The Digestive Process
The digestion of food within the small intestine involves two separate processes. The first process is mechanical digestion. Mechanical digestion happens when physical structures degrade food. Mechanical digestion is the chewing, churning, grinding, and mixing that takes place first in the mouth and then, after the food has been swallowed, by the stomach as it moves food around to coat it in digestive acids. The second digestive process is chemical digestion. Chemical digestion takes advantage of acids, bile, and enzymes to further degrade the mechanically digested food. The goal of chemical digestion is to make the food capable of being ripped apart and harvested for nutrients, which can then be absorbed by the body. Chemical digestion happens mainly in the small intestine, though it also occurs in some other parts of the gastrointestinal system.
The digestion of proteins occurs through the breaking down of large proteins into smaller chunks with enzymes like chymotrypsin and trypsin. Both of these enzymes are secreted by the pancreas, and they act upon amino acids, peptides, and proteins, with the goal of reducing large proteins and peptides into smaller peptides.
Enzymes are also important in the digestion of lipids. Lipases are one of the primary enzymes that are secreted by the pancreas, and it acts on lipids and fats. The function of this enzyme is to break down large molecules like triglycerides into monoglycerides and free fatty acids, and the enzyme is helped in its job by certain biles secreted by the gallbladder and liver. Fatty triglycerides aren’t water-soluble, but lipase is water-soluble, and because of this the bile salts must work to maintain the triglycerides in the watery environment they are in until lipase has successfully broken them down into parts that can be absorbed by the villi.
To digest carbohydrates, they must be degraded into their constituent parts, monosaccharides such as glucose and other simple sugars. In order to accomplish this, the small intestine makes use of pancreatic enzymes like amylase, which breaks down large carbohydrates into smaller oligosaccharides. Not all carbohydrates will be broken down by a small intestine, some will pass into the large intestine where they may be unraveled by intestinal bacteria.

▸ **Data for analysis**
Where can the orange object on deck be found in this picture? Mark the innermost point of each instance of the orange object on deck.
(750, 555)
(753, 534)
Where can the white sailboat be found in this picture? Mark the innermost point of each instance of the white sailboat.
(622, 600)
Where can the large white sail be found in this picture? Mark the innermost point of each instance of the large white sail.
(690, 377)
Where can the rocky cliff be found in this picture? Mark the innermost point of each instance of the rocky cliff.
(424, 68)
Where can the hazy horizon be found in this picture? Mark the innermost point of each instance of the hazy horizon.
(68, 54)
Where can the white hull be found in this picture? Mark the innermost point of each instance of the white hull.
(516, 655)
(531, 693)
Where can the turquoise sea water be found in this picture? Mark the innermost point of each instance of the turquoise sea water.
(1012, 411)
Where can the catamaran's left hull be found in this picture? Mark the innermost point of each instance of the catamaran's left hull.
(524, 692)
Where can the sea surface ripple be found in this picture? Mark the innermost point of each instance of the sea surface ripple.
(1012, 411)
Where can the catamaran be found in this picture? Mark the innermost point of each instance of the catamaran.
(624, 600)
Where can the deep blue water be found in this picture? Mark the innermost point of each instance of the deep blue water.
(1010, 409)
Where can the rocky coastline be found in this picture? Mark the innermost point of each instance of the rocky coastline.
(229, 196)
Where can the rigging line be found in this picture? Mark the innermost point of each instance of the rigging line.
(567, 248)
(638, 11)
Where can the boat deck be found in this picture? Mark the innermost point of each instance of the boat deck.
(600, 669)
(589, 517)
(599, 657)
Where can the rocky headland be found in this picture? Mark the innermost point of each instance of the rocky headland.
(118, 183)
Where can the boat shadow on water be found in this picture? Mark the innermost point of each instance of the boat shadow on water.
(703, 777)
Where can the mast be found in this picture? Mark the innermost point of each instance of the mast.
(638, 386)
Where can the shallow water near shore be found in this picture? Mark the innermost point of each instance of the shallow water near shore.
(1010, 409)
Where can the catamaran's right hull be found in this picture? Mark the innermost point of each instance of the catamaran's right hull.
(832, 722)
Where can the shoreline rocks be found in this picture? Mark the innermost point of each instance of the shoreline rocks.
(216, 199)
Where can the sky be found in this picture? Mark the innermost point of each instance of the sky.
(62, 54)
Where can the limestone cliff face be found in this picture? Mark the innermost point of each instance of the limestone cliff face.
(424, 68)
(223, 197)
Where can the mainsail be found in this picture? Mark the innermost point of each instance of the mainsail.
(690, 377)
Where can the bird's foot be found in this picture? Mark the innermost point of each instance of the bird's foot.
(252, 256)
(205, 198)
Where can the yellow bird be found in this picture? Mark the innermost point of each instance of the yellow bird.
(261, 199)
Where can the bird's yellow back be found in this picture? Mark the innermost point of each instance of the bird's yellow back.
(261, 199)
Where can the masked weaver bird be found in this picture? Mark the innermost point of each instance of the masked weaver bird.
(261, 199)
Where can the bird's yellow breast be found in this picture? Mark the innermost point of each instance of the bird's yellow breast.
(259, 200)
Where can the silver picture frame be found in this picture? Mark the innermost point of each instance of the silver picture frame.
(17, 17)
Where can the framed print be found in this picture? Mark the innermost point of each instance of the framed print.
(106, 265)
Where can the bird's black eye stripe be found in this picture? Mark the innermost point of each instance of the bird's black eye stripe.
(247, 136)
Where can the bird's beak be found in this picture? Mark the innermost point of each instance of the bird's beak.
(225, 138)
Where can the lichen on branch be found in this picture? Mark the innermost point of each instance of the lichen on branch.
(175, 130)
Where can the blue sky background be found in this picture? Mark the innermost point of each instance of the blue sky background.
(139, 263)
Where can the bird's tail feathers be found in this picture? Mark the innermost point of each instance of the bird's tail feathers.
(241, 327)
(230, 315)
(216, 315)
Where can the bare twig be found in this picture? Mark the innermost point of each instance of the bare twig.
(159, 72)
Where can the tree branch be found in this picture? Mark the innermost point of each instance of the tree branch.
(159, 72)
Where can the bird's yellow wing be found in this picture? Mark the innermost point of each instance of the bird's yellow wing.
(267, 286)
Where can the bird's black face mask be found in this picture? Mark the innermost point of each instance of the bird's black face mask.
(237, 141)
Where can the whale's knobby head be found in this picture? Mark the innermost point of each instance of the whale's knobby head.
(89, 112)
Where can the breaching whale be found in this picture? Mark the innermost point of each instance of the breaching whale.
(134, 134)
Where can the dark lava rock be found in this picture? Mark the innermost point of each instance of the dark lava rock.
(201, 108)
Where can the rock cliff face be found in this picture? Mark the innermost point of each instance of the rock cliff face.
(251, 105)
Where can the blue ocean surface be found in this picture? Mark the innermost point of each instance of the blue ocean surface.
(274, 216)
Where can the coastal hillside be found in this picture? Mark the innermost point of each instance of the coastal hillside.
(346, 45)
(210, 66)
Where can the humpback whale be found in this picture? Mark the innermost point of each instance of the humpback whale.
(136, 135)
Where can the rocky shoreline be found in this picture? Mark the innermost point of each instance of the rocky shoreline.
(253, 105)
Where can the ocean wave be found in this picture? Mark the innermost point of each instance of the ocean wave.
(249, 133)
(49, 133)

▸ **What this exercise asks**
**A.** For each statement, say whether it agrees with the passage on digestion, answering yes or no and quoting the exact words of the passage that decide it:
(i) Trypsin and chymotrypsin are both secreted by the pancreas.
(ii) Lipase is not water-soluble.
(iii) Chemical digestion takes place only in the small intestine.
**B.** Please write the next paragraph of the passage on digestion, picking up after its final sentence.
The records are separate material, unrelated to the passage on digestion.

▸ **Solved tasks**
**A.**
(i) Yes: "Both of these enzymes are secreted by the pancreas"
(ii) No: "Fatty triglycerides aren’t water-soluble, but lipase is water-soluble"
(iii) No: "Chemical digestion happens mainly in the small intestine, though it also occurs in some other parts of the gastrointestinal system."

**B.**
After these various digestive processes have occurred, the nutrients that the food carried with it are absorbed through the inner walls of the small intestine. The nutrients will pass into the bloodstream, moving across the epithelial cells within the gastrointestinal tract. A number of different processes transport the nutrients across the epithelial cells, such as primary active transport, secondary active transport, passive diffusion, and facilitated diffusion.
Diseases Of The Small Intestine
There are many different ways the small intestine can become diseased or develop a problematic condition. Some of the various disorders that can affect the small intestine include localized infections, irritable bowel syndrome, ulcers, Crohn’s disease, celiac disease, intestinal bleeding, intestinal blockage or obstruction, unchecked bacterial growth, and intestinal cancer.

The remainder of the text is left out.